> _PROVE_
1/ Trascrivi dal testo su Paul Imhoff il tratto che va da "Da sinistra: Santa" fino a "delle pareti esterne.".
2/ Riduci a un elenco puntato il paragrafo del testo su Paul Imhoff che comincia con "Nel Quattrocento il territorio alpagotto", mantenendone i fatti principali.
3/ Prosegui il testo su Paul Imhoff a partire dalla sua ultima frase.

==== TESTO RIPORTATO

Il viaggio senza ritorno di Paul Imhoff

Da sinistra: Santa Croce al Lago, la lapide dedicata a Paul Imhoff e il blasone della famiglia Imhoff

Santa Croce del Lago è una piccola chiesa della provincia bellunese, situata sulle sponde dell’omonimo bacino. L’edificio, ricostruito alla fine dell’Ottocento all’indomani di un disastroso terremoto, poggia sulle fondamenta di antichissimi luoghi di culto risalenti addirittura all’anno Mille. Del passato di Santa Croce restano poche tracce: una pala seicentesca raffigurante la Deposizione dalla Croce, un ritratto di Santa Filomena e una curiosa lapide marmorea affissa su una delle pareti esterne.

L’altorilievo, segnato dal tempo, riproduce l’Orazione di Cristo nel giardino dei Getsemani, la preghiera che Gesù recita nell’uliveto poco prima di essere imprigionato. Attribuita alla bottega di Pietro Lombardo, scultore ticinese attivo a Venezia, l’opera commemora Paul Imhoff, patrizio di Norimberga morto nel 1478. Ma chi era costui? E cosa lo aveva spinto in quel luogo?   

Per saperne qualcosa in più sono necessarie alcune considerazioni sull’Alpago, la depressione a sud di Belluno circondata dai rilievi prealpini, solcata dal fiume Piave e ricca di boschi maestosi; uno spazio geografico che, nei secoli, ha alternato periodi di relativo isolamento a momenti economicamente e culturalmente più vivaci.

Nel Quattrocento il territorio alpagotto era sotto il dominio della Serenissima e viveva una stagione piuttosto florida destinata a durare almeno sino alla fine del Settecento. Le tumultuose acque del Piave erano teatro delle gesta degli zattieri che rifornivano di tronchi l’arsenale di Venezia; le vie di terra, collegate agli storici tracciati della Claudia Augusta e dell’Alemagna, erano percorse da pellegrini, soldati e mercanti che, a piedi o a cavallo, si muovevano spinti da impulsi religiosi, intenzioni bellicose o ambizioni economiche. I percorsi che dai paesi del nord Europa convergevano sulla Serenissima attraverso l’Alpago erano impegnativi, incerti e pericolosi sia a causa dell’asperità dei terreni che per la presenza di famelici predoni. A tutto ciò si sommavano le difficoltà legate alla lingua e alle diverse usanze, anche alimentari, che i viandanti dovevano affrontare nei loro spostamenti.

========
==== SEGMENTO DATI

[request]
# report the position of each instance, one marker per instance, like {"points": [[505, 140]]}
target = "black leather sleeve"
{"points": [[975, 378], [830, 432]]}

========

> _RISPOSTE DATE_
1/
Da sinistra: Santa Croce al Lago, la lapide dedicata a Paul Imhoff e il blasone della famiglia Imhoff

Santa Croce del Lago è una piccola chiesa della provincia bellunese, situata sulle sponde dell’omonimo bacino. L’edificio, ricostruito alla fine dell’Ottocento all’indomani di un disastroso terremoto, poggia sulle fondamenta di antichissimi luoghi di culto risalenti addirittura all’anno Mille. Del passato di Santa Croce restano poche tracce: una pala seicentesca raffigurante la Deposizione dalla Croce, un ritratto di Santa Filomena e una curiosa lapide marmorea affissa su una delle pareti esterne.

2/
- Nel Quattrocento l'Alpago era sotto il dominio della Serenissima e viveva una stagione florida, destinata a durare almeno fino alla fine del Settecento.
- Sul Piave gli zattieri rifornivano di tronchi l'arsenale di Venezia.
- Le vie di terra, collegate ai tracciati della Claudia Augusta e dell'Alemagna, erano percorse da pellegrini, soldati e mercanti, mossi da motivi religiosi, bellici o economici.
- I percorsi che dal nord Europa portavano a Venezia attraverso l'Alpago erano impegnativi, incerti e pericolosi per l'asperità dei terreni e per la presenza di predoni.
- I viandanti dovevano affrontare anche difficoltà di lingua e usanze diverse, comprese quelle alimentari.

3/
Paul Imhoff, l’uomo della lapide, era un mercante e apparteneva a un mondo eterogeneo fatto di umili venditori porta a porta, bottegai, commercianti alla perenne ricerca di una fiera, imprenditori internazionali e usurai. Individui assai diversi fra loro, per censo e per status, accomunati da qualità fra cui memoria, scaltrezza, dimestichezza con le operazioni di cambio e propensione per lingue straniere.

Gli Imhoff (o Im Hof) erano famosi e rispettati già dal Duecento: originari di Norimberga, in Baviera, si affermarono prima in Germania e in Europa Orientale, poi approdarono a Venezia nella seconda metà del Trecento. Imparentati con illustri dinastie di banchieri come i Fugger, alleati di solide famiglie mercantili bavaresi, potenti anche da un punto di vista politico, gli Imhoff commerciavano tabacco, pellami, stoffe, vino, spezie e metalli preziosi. Merci alle quali si aggiungevano oggetti di lusso prodotti in Germania, seta e armi.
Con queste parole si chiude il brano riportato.